- Goal: How many lines in the records below contain the word "concrete"? Give only the number.
──────── Given records ────────
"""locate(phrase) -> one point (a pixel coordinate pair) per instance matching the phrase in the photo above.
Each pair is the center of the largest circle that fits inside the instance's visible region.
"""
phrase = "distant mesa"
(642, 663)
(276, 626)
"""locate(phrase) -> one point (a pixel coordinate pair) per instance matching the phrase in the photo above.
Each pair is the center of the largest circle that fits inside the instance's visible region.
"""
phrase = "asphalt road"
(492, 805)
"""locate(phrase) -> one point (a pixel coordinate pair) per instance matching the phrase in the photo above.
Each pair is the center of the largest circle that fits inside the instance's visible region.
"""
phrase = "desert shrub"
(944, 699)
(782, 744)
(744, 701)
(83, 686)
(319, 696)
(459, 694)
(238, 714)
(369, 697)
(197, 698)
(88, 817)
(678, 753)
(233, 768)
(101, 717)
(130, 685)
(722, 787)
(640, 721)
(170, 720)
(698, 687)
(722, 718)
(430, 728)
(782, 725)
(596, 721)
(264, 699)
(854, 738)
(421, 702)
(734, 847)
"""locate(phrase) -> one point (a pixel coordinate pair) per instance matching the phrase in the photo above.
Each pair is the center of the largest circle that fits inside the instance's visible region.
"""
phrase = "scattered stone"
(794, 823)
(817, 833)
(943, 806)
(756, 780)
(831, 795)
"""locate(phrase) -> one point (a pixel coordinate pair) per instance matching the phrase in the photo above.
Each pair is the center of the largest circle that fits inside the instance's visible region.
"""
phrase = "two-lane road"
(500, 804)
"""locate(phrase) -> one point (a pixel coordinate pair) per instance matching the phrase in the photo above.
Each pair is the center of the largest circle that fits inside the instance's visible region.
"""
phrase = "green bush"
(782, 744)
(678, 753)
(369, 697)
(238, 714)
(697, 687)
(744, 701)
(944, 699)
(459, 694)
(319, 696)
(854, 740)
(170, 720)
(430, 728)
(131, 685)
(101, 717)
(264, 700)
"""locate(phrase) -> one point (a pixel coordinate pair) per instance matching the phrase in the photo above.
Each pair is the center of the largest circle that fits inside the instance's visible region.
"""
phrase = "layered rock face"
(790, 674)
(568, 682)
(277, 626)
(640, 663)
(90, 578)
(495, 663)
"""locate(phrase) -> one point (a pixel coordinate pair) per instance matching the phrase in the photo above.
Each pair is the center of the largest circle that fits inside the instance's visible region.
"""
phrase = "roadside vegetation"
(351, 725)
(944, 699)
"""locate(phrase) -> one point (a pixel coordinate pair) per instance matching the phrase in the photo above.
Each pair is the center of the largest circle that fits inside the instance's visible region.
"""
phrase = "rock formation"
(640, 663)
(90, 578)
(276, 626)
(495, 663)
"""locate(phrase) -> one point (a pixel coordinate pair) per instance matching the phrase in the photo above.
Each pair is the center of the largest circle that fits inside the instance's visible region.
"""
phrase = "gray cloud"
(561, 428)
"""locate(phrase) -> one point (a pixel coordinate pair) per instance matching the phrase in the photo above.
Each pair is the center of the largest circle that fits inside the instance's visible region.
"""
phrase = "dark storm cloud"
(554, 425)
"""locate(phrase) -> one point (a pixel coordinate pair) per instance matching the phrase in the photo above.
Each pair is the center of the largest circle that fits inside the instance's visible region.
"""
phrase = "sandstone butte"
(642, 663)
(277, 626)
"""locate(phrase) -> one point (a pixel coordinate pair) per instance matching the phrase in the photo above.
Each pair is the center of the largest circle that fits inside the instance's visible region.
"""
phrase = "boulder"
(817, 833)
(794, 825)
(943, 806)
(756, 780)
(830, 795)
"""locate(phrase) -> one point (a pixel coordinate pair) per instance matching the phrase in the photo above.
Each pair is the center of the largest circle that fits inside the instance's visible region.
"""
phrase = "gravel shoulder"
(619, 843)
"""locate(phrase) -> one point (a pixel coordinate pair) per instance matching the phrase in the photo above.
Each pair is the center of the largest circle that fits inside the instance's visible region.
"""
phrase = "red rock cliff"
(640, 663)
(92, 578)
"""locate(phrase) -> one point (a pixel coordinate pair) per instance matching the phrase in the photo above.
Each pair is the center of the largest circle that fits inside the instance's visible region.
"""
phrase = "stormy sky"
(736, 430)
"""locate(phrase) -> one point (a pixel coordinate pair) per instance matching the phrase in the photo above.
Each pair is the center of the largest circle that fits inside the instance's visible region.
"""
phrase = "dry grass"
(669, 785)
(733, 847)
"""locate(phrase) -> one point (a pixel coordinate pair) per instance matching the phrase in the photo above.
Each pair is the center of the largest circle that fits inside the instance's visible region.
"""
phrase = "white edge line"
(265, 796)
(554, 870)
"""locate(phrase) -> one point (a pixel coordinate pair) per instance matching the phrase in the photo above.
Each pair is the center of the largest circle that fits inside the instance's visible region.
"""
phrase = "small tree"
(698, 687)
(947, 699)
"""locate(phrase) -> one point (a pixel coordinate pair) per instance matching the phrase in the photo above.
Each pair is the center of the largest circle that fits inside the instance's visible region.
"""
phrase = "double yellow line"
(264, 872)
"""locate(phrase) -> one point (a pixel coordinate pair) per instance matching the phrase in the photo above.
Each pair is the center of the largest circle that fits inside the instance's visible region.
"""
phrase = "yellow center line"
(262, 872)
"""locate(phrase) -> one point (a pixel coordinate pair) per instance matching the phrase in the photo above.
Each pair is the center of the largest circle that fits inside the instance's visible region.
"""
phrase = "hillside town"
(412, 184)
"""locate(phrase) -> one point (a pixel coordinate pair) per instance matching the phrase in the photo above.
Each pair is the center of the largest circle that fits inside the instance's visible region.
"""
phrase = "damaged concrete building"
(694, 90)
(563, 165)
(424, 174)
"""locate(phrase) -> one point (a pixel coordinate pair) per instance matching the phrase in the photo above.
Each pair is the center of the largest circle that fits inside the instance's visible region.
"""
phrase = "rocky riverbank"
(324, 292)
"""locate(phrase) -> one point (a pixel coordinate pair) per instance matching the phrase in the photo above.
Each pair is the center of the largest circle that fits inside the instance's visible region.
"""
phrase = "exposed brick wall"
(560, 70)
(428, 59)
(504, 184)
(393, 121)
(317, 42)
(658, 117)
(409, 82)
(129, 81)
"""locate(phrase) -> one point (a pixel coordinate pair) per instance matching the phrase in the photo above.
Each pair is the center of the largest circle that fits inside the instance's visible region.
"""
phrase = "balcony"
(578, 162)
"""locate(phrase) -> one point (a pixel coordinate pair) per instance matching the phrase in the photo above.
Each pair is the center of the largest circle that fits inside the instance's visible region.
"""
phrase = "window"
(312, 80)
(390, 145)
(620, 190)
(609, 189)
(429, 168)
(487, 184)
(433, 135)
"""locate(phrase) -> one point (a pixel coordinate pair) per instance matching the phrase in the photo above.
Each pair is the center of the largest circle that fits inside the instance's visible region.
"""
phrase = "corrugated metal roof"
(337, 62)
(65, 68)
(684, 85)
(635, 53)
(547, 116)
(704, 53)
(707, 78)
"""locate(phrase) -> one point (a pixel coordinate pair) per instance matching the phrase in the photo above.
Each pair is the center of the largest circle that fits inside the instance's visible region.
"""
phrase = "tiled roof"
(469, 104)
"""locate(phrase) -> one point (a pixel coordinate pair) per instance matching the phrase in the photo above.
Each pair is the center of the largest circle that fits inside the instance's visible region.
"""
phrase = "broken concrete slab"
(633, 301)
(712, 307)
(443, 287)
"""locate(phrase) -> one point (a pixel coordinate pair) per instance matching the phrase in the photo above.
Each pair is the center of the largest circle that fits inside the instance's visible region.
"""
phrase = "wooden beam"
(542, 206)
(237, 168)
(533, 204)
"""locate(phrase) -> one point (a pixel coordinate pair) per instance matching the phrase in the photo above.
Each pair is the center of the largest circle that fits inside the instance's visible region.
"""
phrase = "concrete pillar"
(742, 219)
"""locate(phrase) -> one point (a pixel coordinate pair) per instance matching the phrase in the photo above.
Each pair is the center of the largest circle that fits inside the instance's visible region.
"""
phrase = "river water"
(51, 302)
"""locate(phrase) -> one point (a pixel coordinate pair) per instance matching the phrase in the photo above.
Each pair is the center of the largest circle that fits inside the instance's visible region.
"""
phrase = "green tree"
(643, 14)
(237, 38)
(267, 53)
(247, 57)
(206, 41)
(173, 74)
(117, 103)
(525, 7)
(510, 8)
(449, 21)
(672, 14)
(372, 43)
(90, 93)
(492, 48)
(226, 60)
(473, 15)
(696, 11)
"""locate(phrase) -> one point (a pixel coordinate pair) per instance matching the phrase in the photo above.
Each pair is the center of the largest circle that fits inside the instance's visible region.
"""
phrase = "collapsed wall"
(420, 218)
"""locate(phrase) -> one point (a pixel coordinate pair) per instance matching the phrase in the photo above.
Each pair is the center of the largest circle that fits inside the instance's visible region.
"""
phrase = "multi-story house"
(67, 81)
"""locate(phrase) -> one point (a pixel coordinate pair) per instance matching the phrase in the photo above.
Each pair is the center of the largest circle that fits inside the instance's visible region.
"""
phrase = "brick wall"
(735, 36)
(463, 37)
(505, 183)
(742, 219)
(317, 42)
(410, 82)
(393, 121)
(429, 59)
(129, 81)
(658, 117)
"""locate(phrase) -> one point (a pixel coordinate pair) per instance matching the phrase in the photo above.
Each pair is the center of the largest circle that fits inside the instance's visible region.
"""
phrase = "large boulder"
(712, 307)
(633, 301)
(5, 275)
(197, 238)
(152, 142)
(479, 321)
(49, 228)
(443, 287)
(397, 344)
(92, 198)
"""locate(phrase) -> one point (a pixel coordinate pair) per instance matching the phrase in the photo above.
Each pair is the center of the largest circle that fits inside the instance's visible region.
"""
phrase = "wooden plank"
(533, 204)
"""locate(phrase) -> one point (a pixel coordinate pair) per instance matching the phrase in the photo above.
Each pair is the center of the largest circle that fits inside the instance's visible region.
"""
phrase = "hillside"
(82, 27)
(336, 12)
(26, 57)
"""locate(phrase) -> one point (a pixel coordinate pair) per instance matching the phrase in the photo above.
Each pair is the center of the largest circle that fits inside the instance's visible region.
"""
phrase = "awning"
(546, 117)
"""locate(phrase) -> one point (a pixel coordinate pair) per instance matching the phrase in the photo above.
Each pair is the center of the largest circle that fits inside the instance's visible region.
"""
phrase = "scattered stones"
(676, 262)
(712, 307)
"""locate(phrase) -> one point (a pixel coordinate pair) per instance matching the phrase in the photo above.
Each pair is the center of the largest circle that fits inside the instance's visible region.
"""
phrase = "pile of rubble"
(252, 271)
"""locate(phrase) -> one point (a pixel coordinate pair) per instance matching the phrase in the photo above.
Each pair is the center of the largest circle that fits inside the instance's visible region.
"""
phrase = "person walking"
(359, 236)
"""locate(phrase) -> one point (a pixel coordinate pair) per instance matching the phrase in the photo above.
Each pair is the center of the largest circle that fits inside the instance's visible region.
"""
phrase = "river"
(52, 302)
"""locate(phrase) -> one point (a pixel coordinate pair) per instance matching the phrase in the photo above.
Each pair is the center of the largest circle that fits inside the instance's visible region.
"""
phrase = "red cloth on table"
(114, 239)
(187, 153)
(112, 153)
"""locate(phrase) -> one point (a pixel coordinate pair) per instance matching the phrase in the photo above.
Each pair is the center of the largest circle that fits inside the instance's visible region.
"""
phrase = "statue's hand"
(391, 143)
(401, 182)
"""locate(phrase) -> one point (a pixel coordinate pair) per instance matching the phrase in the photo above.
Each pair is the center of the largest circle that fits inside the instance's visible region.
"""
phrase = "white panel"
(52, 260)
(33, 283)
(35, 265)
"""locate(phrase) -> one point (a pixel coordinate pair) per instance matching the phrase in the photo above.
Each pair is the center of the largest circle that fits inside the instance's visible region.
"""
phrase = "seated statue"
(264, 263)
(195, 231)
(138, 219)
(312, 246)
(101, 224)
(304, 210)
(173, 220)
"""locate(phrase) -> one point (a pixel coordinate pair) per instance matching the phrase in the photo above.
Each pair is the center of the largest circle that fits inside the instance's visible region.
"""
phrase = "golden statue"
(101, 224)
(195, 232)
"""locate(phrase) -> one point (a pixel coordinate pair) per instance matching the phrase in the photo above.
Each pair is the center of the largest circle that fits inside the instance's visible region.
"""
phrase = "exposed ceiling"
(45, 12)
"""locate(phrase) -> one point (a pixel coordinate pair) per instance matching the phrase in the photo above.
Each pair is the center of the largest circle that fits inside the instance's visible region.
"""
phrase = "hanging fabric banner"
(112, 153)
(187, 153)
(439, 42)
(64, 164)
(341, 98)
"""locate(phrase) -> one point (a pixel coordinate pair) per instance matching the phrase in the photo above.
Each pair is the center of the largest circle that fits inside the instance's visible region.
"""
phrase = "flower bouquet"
────────
- Response for this exercise: 3